Riley Sager books in order
Riley Sager is the pseudonym of American New York Times bestselling author of suspense, mystery and thriller novels, Todd Ritter.
He is best known for books such as Final Girls (2017), Lock Every Door (2019), and Home Before Dark (2020).
He also writes under the names Todd Ritter and Alan Finn.
Originally from Pennsylvania, Sager worked as a journalist, editor and graphic designer prior to becoming a full-time novelist.
He made his debut under this pen name in 2017 with Final Girls, which not only clinched the International Thriller Writers (ITW) Thriller Award for Best Hardcover Novel, but also went on to be published in 30 countries.
Sager currently lives in Princeton, New Jersey, where he is working on his next novel.
Genres: Mystery, Suspense, Thriller
Pseudonym: Riley Sager. Also known as Todd Ritter, and Alan Finn.
- Final Girls (2017)
- The Last Time I Lied (2018)
- Lock Every Door (2019)

(Coordinate annotation entries)
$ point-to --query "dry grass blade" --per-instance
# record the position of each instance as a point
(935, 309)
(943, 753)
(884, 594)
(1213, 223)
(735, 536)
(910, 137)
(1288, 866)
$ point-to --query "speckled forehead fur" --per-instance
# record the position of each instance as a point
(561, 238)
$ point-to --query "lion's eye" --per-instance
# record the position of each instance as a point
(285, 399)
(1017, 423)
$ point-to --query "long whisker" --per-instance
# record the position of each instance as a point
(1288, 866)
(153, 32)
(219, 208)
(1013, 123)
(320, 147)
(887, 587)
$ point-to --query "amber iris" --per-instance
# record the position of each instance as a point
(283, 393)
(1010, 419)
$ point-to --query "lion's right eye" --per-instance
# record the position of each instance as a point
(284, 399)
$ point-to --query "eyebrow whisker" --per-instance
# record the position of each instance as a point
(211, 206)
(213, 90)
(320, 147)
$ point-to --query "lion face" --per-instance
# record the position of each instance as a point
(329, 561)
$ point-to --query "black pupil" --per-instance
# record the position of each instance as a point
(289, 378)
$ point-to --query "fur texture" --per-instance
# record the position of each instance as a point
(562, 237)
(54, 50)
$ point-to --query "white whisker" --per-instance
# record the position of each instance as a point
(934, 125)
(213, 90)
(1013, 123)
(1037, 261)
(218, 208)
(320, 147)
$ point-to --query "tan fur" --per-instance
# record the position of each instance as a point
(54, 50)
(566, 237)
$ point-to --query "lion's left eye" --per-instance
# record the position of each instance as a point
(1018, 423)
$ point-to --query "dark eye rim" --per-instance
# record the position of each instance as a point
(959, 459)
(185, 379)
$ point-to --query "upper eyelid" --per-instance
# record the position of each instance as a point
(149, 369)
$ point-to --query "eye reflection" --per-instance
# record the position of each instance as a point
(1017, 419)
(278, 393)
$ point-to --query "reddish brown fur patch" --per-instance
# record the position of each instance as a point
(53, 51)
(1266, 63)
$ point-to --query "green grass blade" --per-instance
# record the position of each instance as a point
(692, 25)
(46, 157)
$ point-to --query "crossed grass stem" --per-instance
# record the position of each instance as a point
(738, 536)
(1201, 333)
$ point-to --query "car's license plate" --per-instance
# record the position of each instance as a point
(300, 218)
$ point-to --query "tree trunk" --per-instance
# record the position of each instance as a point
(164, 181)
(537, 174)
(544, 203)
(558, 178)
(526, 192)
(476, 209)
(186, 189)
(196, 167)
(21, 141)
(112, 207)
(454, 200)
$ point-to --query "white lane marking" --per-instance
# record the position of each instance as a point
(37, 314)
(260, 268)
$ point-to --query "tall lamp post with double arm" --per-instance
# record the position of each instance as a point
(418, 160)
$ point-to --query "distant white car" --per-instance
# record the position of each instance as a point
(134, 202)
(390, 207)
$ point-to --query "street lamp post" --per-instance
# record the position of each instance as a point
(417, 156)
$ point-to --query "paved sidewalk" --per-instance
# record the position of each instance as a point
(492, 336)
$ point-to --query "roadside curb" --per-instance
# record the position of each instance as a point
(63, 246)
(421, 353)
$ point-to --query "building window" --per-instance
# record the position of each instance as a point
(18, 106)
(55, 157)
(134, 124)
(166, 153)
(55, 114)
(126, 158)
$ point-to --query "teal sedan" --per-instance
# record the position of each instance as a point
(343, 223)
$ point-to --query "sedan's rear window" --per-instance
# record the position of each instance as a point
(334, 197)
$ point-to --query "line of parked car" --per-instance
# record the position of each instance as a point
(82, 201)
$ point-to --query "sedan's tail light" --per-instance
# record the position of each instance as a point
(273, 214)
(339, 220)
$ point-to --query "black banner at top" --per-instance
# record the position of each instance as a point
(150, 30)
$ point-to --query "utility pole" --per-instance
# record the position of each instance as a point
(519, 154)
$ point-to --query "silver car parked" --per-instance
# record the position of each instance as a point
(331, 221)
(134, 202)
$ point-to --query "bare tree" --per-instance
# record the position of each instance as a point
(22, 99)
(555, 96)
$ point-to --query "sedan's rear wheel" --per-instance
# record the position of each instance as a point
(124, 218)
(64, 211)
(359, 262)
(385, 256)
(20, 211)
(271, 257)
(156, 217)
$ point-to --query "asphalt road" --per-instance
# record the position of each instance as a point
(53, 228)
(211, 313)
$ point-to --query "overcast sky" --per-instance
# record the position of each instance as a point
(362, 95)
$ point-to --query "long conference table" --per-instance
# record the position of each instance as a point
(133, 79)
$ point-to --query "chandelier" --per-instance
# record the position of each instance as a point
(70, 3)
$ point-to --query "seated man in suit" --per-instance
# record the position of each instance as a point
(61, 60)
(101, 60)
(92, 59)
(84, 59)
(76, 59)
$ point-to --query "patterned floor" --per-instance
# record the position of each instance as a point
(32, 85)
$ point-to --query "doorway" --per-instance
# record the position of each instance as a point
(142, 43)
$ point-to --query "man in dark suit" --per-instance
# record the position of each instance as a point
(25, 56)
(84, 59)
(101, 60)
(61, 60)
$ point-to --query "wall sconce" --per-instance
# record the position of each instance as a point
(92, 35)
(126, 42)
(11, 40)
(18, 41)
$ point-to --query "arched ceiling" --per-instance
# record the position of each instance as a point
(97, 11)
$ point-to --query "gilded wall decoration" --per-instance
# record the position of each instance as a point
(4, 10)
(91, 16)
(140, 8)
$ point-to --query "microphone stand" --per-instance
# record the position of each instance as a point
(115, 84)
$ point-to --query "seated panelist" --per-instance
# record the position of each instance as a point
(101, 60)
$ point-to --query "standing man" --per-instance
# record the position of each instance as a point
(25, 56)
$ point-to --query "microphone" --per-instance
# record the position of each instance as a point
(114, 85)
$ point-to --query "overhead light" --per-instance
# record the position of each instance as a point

* [Problem description]:
Write out the portion of the Riley Sager profile above between "He made his" and "Ritter, and Alan Finn.", inclusive.

* [Output below]:
He made his debut under this pen name in 2017 with Final Girls, which not only clinched the International Thriller Writers (ITW) Thriller Award for Best Hardcover Novel, but also went on to be published in 30 countries.
Sager currently lives in Princeton, New Jersey, where he is working on his next novel.
Genres: Mystery, Suspense, Thriller
Pseudonym: Riley Sager. Also known as Todd Ritter, and Alan Finn.